» REQUIREMENT
Line by line, retype the material exactly and leave each picture out.

» MATERIAL SHOWN

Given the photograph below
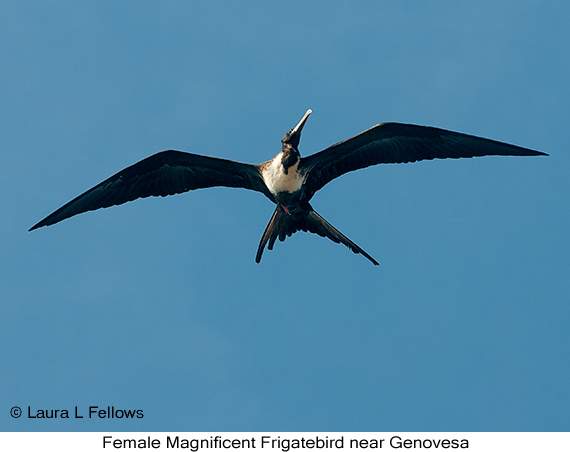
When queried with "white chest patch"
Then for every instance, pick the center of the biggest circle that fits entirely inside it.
(276, 179)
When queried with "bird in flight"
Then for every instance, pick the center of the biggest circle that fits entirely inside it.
(288, 180)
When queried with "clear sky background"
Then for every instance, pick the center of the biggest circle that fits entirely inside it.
(159, 305)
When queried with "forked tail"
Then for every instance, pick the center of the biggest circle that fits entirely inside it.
(304, 219)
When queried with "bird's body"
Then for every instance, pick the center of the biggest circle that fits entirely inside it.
(288, 180)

» RESPONSE TO THE EXERCISE
Given the photograph below
When queried with "white chest patch"
Then for every instance, pick the center of the biggest circle that fits entirely inside it.
(276, 179)
When queried with "bird in flight"
Then for every instance, pick the center of the biggest circle that fits entirely inside it.
(288, 180)
When queried with "clear sky background"
Then for every instance, pick the center of the biggest circle that fits entirely inside it.
(159, 305)
When queried with "forked tail"
Then for every instance, pick the center of the biggest circle that fits entirely inside it.
(304, 219)
When queried with "bird's body"
Then for every instance, pick the center of the biggest circle that fits entirely inside it.
(288, 180)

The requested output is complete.